* GOAL *
Rewrite the listing below as a JSON list of strings, one string per line, leaving out blank lines.

* LISTING *
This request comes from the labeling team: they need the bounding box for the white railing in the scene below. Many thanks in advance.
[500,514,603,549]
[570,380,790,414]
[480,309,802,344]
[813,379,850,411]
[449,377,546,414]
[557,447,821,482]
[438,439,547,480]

* TASK RESULT *
[
  "This request comes from the labeling team: they need the bounding box for the white railing in the scene below. Many thanks in advance.",
  "[500,514,603,549]",
  "[570,380,790,414]",
  "[480,309,802,344]",
  "[813,379,850,411]",
  "[449,377,546,414]",
  "[557,447,821,482]",
  "[438,439,547,480]"
]